Data listing:
☆ ☆ ☆ ☆ ☆ ☆ ☆
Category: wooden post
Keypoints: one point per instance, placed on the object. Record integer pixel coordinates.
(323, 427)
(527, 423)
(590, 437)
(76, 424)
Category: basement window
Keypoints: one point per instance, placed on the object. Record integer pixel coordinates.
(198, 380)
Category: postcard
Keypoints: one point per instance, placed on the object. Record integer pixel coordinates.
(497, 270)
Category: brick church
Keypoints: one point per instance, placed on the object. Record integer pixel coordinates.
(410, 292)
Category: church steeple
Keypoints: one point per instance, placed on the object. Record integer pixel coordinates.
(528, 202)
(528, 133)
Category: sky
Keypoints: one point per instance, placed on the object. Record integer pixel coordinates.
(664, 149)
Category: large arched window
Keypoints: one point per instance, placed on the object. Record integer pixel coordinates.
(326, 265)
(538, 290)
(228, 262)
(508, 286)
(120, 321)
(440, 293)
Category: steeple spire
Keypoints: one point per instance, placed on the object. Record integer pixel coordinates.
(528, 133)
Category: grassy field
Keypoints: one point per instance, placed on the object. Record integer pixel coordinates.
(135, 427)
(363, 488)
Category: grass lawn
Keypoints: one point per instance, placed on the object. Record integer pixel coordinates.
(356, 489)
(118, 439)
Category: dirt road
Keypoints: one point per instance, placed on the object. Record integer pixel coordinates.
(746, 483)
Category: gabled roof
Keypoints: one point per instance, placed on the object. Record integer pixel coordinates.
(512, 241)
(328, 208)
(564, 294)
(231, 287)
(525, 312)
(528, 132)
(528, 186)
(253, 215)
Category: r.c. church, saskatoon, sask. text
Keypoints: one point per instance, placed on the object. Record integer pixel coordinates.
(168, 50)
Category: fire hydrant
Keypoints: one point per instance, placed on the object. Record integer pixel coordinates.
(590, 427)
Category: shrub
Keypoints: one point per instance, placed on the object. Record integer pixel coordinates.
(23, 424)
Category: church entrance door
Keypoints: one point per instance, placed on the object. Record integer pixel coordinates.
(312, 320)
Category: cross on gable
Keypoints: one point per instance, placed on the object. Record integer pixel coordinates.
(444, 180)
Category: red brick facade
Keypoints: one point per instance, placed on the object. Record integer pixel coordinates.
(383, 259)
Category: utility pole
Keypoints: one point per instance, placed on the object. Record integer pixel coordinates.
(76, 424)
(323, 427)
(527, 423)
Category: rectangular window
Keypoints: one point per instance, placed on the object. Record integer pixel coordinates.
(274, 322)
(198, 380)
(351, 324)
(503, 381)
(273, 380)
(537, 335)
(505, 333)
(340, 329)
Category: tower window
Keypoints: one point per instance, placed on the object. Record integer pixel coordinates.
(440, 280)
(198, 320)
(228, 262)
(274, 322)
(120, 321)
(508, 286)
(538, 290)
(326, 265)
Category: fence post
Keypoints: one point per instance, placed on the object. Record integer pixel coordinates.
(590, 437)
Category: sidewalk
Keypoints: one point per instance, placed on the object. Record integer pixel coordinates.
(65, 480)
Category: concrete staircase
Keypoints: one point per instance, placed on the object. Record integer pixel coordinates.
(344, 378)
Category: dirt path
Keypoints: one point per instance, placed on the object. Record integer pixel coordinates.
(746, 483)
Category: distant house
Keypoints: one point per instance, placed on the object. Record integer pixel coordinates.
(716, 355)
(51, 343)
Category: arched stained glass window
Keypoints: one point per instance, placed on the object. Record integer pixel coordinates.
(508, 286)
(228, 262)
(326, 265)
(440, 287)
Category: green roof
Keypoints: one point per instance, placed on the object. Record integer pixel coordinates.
☆ ☆ ☆ ☆ ☆ ☆ ☆
## Exercise prompt
Copy every line verbatim.

## Written answer
Category: wooden post
Keypoints: one point per instance, placed on the object. Record integer pixel coordinates.
(323, 427)
(527, 423)
(590, 437)
(76, 424)
Category: basement window
Keypoints: one point per instance, placed on the object. Record integer pixel coordinates.
(198, 380)
Category: postcard
Keypoints: one point per instance, placed on the object. Record integer pixel coordinates.
(497, 270)
Category: brick church
Keypoints: one point per instance, placed on the object. Record integer pixel coordinates.
(410, 292)
Category: church steeple
Keypoints: one point per instance, placed on the object. Record integer pixel coordinates.
(528, 202)
(528, 133)
Category: sky
Keypoints: one point per instance, placed on the object. Record integer pixel coordinates.
(664, 149)
Category: large arched window
Keypoints: one point per instance, placed on the object. Record integer pixel coordinates.
(326, 265)
(538, 290)
(228, 262)
(508, 286)
(120, 321)
(440, 293)
Category: steeple spire
Keypoints: one point per instance, placed on the object. Record integer pixel coordinates.
(528, 133)
Category: grassy field
Keypoints: one point per instance, placed on the object. Record integer pixel coordinates.
(135, 427)
(363, 488)
Category: grass lawn
Keypoints: one point per instance, placed on the object. Record integer pixel coordinates.
(356, 489)
(118, 439)
Category: dirt road
Keypoints: one point per instance, placed on the object. Record integer pixel coordinates.
(746, 483)
Category: gabled roof
Keypoints: one point per instance, placed on the object. Record integer pixel coordinates.
(512, 241)
(328, 208)
(564, 294)
(231, 287)
(525, 312)
(528, 132)
(528, 186)
(253, 215)
Category: r.c. church, saskatoon, sask. text
Keypoints: one point per instance, placed on the object. Record integer pixel coordinates.
(168, 50)
Category: fire hydrant
Keypoints: one point per instance, placed on the object. Record integer pixel coordinates.
(590, 427)
Category: shrub
Keypoints: one point per instance, placed on the object. Record integer pixel coordinates.
(23, 424)
Category: church entrance door
Keypoints: one point per instance, placed on the object. Record integer pixel coordinates.
(312, 320)
Category: cross on gable
Keypoints: one point per instance, placed on the object. Record integer pixel coordinates.
(444, 180)
Category: red brick facade
Keypoints: one point per instance, placed on the object. Record integer pixel coordinates.
(383, 259)
Category: utility pole
Keypoints: one point per instance, placed on the object. Record integer pixel coordinates.
(76, 424)
(323, 427)
(527, 423)
Category: rectangular window
Keypoints: one point per instance, placed on the object. Record integer pixel coordinates.
(274, 322)
(198, 380)
(351, 324)
(503, 381)
(273, 380)
(537, 335)
(505, 333)
(340, 329)
Category: tower window
Keypoints: one point per instance, placed on the object. Record integer pixel coordinates.
(440, 280)
(198, 320)
(228, 262)
(274, 322)
(120, 321)
(508, 286)
(538, 290)
(326, 265)
Category: fence post
Keypoints: one point per instance, placed on the object. Record integer pixel coordinates.
(590, 437)
Category: sidewalk
Keypoints: one point per instance, placed on the object. Record integer pixel coordinates.
(65, 480)
Category: concrete staircase
Keypoints: one point per instance, placed on the object. Record integer pixel coordinates.
(344, 378)
Category: dirt path
Keypoints: one point per instance, placed on the object. Record integer pixel coordinates.
(746, 483)
Category: distant house
Keypoints: one point per instance, placed on the object. Record integer pixel coordinates.
(716, 355)
(51, 343)
Category: arched stained glass window
Keypoints: one point per instance, placed on the object. Record integer pixel coordinates.
(508, 286)
(228, 262)
(326, 265)
(440, 287)
Category: green roof
Keypoints: one point per instance, placed on the object. Record integer pixel coordinates.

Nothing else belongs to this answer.